Support Marshal.{dump,load} for core Set #13185

jeremyevans · 2025-04-27T02:53:31Z

This was missed when adding core Set, because it's handled implicitly for T_OBJECT.

I attempted to allow core Set to support Marshal.load with stdlib Set marshal output, but it doesn't look like Marshal supports this, raising dump format error (ArgumentError). If the object was previously relying on the default Marshal.dump implementation for T_OBJECT, it doesn't look like you can restore it to a non-T_OBJECT, regardless of how that object implements _load/marshal_load. I think it would require changes to Marshal to allow that.

This was missed when adding core Set, because it's handled implicitly for T_OBJECT. I attempted to allow core Set to support Marshal.load with stdlib Set marshal output, but it doesn't look like Marshal supports this, raising `dump format error (ArgumentError)`. If the object was previously relying on the default Marshal.dump implementation for T_OBJECT, it doesn't look like you can restore it to a non-T_OBJECT, regardless of how that object implements _load/marshal_load. I think it would require changes to Marshal to allow that.

byroot · 2025-04-27T05:49:34Z

Can't we use rb_marshal_define_compat to preserve the format? because otherwise I fear some apps may get broken.

It's generally understood that it's preferable not to exchange Marshal across Ruby versions, but this isn't always respected.

jeremyevans · 2025-04-27T05:55:43Z

Can't we use rb_marshal_define_compat to preserve the format? because otherwise I fear some apps may get broken.

Thanks for pointing this out, I was not aware of it. I'm guessing it will work, I'll try implementing support using it.

It's generally understood that it's preferable not to exchange Marshal across Ruby versions, but this isn't always respected.

Agreed, that's why I had a goal to support it.

YOUR INSTRUCTIONS: Transcribe the portion of the Set marshaling thread starting at "jeremyevans · 2025-04-27T05:55:43Z" and ending at "to support it.". The rows that follow are separate material and have no connection to the Set marshaling thread.

EXTRACTED MATERIAL:
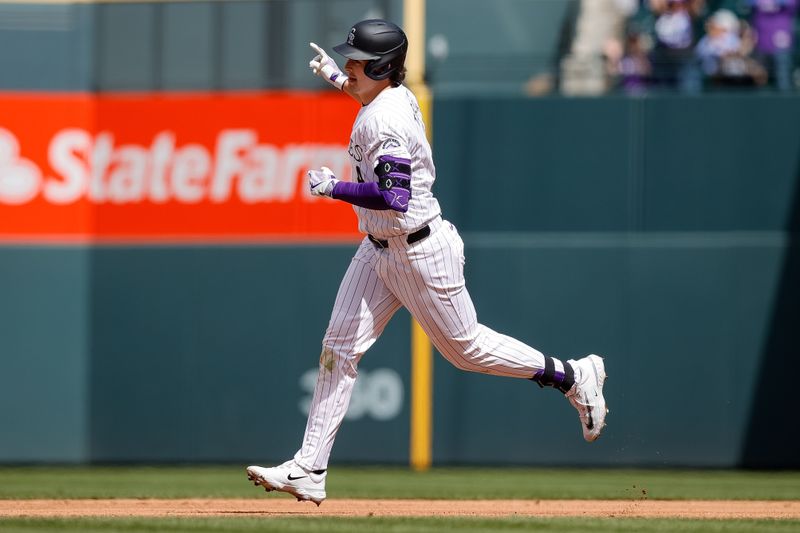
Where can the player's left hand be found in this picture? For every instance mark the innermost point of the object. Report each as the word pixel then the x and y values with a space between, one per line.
pixel 321 182
pixel 326 68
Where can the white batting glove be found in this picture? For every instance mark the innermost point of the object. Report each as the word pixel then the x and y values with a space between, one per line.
pixel 322 182
pixel 326 68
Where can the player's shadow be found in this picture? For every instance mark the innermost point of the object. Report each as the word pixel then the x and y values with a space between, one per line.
pixel 773 431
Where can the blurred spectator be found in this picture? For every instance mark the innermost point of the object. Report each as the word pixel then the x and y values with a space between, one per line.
pixel 673 54
pixel 723 53
pixel 599 23
pixel 773 23
pixel 630 64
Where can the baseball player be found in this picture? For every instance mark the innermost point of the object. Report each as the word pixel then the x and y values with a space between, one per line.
pixel 410 257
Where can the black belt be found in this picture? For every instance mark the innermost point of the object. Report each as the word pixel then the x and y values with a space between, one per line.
pixel 418 235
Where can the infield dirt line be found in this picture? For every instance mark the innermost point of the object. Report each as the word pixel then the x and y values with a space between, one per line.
pixel 275 507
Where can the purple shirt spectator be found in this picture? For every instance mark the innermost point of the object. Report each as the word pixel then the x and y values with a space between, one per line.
pixel 773 21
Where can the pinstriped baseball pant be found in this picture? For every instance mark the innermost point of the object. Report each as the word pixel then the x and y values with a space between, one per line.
pixel 427 278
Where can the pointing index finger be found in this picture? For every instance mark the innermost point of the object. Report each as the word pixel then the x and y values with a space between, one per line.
pixel 317 49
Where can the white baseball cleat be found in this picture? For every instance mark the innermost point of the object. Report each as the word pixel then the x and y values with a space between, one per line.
pixel 587 395
pixel 292 478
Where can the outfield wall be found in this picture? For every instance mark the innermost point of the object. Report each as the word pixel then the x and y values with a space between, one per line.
pixel 660 232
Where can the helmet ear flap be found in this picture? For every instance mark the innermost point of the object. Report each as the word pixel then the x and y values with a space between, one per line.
pixel 380 69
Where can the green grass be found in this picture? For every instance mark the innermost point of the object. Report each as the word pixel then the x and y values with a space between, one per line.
pixel 346 525
pixel 397 482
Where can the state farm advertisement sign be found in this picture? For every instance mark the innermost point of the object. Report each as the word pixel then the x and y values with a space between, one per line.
pixel 154 167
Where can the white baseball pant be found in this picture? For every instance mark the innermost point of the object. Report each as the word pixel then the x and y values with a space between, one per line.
pixel 426 277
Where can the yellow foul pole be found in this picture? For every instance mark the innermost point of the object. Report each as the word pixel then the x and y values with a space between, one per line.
pixel 421 438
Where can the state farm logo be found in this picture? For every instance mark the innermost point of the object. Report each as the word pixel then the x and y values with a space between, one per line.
pixel 20 179
pixel 90 166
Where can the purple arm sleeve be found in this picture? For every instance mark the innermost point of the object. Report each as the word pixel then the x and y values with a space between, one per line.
pixel 371 196
pixel 361 194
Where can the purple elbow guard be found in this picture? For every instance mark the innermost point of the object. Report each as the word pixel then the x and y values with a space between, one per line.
pixel 392 191
pixel 394 181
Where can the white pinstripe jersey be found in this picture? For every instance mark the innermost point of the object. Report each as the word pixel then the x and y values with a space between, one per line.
pixel 392 125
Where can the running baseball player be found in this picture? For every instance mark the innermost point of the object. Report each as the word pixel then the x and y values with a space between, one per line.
pixel 410 257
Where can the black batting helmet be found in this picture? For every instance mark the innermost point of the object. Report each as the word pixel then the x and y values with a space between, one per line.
pixel 380 42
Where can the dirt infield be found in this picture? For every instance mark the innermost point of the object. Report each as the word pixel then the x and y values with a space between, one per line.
pixel 274 507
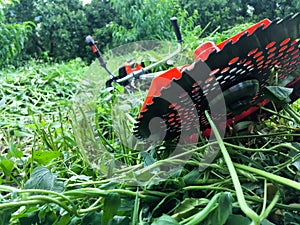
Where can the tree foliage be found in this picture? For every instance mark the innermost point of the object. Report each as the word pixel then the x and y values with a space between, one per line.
pixel 12 36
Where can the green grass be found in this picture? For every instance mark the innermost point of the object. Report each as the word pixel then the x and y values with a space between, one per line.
pixel 68 156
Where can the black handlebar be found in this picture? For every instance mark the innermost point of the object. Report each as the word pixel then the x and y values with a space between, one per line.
pixel 176 29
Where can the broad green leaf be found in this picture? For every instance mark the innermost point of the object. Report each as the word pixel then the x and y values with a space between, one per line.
pixel 278 94
pixel 42 178
pixel 222 212
pixel 148 158
pixel 164 220
pixel 267 222
pixel 291 218
pixel 5 216
pixel 237 220
pixel 189 207
pixel 14 152
pixel 121 220
pixel 191 177
pixel 7 166
pixel 44 157
pixel 93 218
pixel 111 205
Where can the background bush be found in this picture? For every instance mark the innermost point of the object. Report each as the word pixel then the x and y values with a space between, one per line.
pixel 61 26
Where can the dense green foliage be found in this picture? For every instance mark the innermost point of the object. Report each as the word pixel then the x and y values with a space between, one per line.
pixel 63 25
pixel 48 176
pixel 67 150
pixel 12 37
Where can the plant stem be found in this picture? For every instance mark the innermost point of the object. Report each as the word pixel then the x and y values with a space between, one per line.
pixel 200 216
pixel 236 183
pixel 270 176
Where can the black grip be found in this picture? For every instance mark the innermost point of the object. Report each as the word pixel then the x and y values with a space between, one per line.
pixel 89 40
pixel 176 29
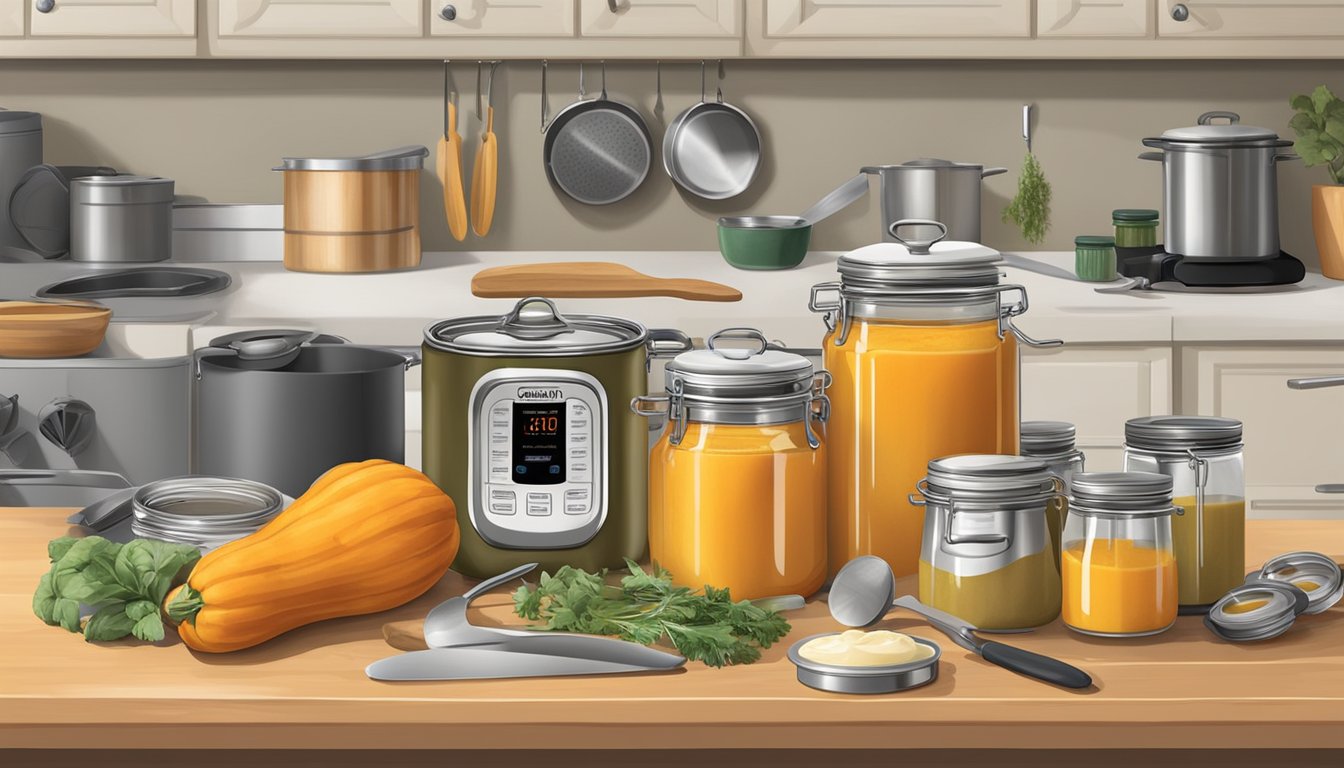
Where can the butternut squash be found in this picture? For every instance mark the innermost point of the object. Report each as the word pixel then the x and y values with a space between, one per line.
pixel 366 537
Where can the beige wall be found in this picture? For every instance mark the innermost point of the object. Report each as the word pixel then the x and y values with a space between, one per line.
pixel 218 127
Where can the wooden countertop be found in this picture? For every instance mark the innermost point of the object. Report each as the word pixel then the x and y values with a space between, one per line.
pixel 308 689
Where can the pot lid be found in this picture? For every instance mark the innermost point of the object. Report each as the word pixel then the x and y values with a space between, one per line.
pixel 1047 437
pixel 1208 132
pixel 536 328
pixel 726 371
pixel 1122 492
pixel 984 474
pixel 1183 432
pixel 922 262
pixel 399 159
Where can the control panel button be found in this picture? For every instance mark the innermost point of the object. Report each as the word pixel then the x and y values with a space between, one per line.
pixel 539 505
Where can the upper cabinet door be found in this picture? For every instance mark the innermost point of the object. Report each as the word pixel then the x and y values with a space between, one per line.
pixel 501 18
pixel 1250 19
pixel 320 19
pixel 887 19
pixel 1094 18
pixel 113 18
pixel 660 18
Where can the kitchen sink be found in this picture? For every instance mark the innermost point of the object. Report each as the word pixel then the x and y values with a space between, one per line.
pixel 164 281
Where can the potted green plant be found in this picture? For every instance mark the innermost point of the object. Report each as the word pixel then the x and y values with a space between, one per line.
pixel 1320 141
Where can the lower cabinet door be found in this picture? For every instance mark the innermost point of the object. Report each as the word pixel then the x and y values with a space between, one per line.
pixel 1097 389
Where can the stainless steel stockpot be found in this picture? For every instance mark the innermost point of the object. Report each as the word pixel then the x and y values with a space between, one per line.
pixel 1221 188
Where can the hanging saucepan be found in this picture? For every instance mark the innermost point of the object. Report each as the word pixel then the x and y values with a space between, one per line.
pixel 597 151
pixel 712 149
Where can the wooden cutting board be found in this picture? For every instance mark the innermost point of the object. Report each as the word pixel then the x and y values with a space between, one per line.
pixel 592 280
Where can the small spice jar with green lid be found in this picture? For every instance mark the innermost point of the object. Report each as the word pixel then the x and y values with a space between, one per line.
pixel 1135 227
pixel 1094 257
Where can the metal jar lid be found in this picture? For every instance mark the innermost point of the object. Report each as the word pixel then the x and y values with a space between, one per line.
pixel 120 190
pixel 722 371
pixel 535 328
pixel 988 476
pixel 1133 494
pixel 1255 611
pixel 1316 574
pixel 202 510
pixel 1047 437
pixel 1180 433
pixel 399 159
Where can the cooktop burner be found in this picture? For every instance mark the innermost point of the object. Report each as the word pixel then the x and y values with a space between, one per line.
pixel 1160 266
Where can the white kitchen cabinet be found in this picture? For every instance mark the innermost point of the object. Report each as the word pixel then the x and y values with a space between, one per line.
pixel 1221 19
pixel 1097 389
pixel 320 18
pixel 1094 18
pixel 660 18
pixel 113 19
pixel 501 18
pixel 1294 439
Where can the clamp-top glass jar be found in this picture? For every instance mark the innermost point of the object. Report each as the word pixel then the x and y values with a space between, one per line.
pixel 924 351
pixel 1055 444
pixel 987 554
pixel 737 479
pixel 1203 457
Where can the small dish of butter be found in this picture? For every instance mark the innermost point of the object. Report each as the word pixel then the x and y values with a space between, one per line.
pixel 864 662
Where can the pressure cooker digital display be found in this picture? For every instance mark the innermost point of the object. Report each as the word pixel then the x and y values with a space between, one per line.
pixel 538 444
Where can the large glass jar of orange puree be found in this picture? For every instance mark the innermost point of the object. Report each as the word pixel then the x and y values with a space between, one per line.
pixel 737 479
pixel 1118 569
pixel 1203 457
pixel 924 358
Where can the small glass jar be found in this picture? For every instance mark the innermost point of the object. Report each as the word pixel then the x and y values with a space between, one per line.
pixel 1203 457
pixel 738 478
pixel 1094 257
pixel 1135 227
pixel 987 554
pixel 1054 443
pixel 1118 569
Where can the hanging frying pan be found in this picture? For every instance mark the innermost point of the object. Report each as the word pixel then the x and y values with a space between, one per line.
pixel 712 149
pixel 597 151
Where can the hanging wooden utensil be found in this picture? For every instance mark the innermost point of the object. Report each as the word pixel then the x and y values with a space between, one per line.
pixel 485 172
pixel 450 166
pixel 592 280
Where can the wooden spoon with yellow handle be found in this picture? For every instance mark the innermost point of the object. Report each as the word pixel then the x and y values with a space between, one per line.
pixel 450 167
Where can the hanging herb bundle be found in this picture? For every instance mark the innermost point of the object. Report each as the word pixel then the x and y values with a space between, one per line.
pixel 1030 209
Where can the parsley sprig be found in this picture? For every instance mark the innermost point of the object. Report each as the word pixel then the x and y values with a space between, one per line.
pixel 645 607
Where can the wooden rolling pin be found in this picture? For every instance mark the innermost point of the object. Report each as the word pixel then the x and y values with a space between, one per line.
pixel 592 280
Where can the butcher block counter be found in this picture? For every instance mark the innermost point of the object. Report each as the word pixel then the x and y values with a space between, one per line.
pixel 307 690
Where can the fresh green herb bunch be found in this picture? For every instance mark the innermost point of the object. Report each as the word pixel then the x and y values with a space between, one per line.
pixel 645 607
pixel 1030 209
pixel 1320 131
pixel 124 584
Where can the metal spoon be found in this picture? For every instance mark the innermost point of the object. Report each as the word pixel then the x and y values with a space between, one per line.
pixel 862 593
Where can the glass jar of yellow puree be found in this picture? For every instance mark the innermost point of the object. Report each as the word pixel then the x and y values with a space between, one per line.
pixel 987 554
pixel 924 354
pixel 1118 568
pixel 1203 457
pixel 737 478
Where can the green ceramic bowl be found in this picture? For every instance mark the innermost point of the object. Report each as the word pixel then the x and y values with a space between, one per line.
pixel 764 242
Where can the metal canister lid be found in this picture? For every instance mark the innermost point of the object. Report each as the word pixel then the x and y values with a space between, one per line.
pixel 120 190
pixel 535 328
pixel 1316 574
pixel 1047 437
pixel 1139 494
pixel 1178 433
pixel 989 474
pixel 1255 611
pixel 399 159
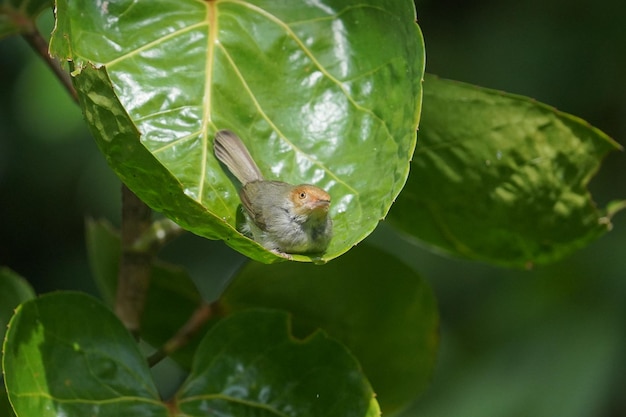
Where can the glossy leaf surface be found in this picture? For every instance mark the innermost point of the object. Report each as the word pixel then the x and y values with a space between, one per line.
pixel 18 16
pixel 327 93
pixel 501 178
pixel 67 354
pixel 14 290
pixel 250 365
pixel 379 308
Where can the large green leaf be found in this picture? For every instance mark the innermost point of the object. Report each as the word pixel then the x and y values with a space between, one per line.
pixel 250 365
pixel 13 291
pixel 379 308
pixel 18 16
pixel 501 178
pixel 322 92
pixel 66 354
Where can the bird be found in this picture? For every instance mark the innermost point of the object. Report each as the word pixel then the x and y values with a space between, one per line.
pixel 284 218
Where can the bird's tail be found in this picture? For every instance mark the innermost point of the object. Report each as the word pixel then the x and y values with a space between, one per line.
pixel 233 153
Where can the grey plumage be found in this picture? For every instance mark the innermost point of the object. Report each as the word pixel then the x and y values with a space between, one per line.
pixel 233 153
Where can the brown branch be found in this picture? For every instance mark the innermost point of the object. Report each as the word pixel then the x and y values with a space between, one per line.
pixel 135 265
pixel 40 46
pixel 199 317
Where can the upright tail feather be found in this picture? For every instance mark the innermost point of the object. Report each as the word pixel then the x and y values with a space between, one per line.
pixel 233 153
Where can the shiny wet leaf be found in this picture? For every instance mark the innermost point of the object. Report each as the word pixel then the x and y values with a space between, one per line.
pixel 501 178
pixel 327 93
pixel 250 364
pixel 66 354
pixel 378 307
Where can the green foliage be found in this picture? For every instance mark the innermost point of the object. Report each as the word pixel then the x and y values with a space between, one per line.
pixel 348 300
pixel 322 92
pixel 326 95
pixel 501 178
pixel 56 366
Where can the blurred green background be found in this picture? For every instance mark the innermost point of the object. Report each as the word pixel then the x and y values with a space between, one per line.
pixel 549 342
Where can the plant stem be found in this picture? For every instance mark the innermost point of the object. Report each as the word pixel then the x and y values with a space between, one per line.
pixel 40 46
pixel 195 323
pixel 135 265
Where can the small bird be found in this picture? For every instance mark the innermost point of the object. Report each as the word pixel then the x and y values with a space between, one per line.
pixel 284 218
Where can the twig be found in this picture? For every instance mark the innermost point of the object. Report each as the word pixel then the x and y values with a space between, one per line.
pixel 199 317
pixel 135 265
pixel 40 46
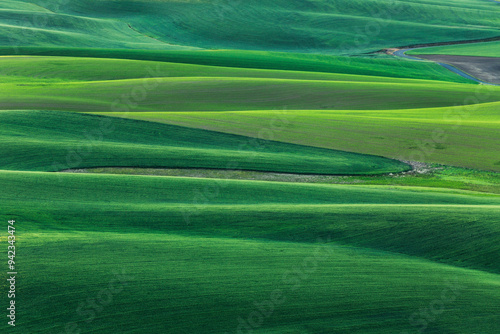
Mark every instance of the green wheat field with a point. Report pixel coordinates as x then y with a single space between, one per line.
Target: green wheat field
248 167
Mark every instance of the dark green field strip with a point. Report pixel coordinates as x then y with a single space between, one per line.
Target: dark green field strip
460 136
435 176
489 49
380 66
52 141
175 284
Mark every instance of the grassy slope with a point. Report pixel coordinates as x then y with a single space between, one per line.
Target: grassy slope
340 27
229 94
32 25
203 281
432 135
490 49
436 176
75 230
48 141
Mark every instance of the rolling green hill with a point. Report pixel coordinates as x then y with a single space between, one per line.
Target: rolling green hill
52 141
490 49
338 27
203 273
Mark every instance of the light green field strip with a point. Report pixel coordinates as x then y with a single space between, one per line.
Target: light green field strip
459 136
489 49
337 27
174 284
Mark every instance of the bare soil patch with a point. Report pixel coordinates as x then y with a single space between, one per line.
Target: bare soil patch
486 69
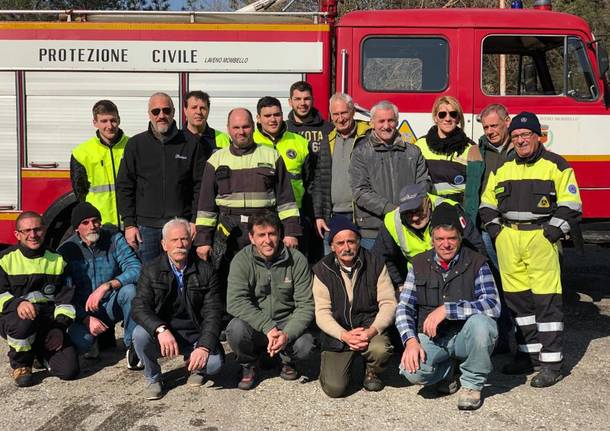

CORRECT OUTPUT:
jeremyevans · 2025-04-27T05:55:43Z

Can't we use rb_marshal_define_compat to preserve the format? because otherwise I fear some apps may get broken.

Thanks for pointing this out, I was not aware of it. I'm guessing it will work, I'll try implementing support using it.

It's generally understood that it's preferable not to exchange Marshal across Ruby versions, but this isn't always respected.

Agreed, that's why I had a goal to support it.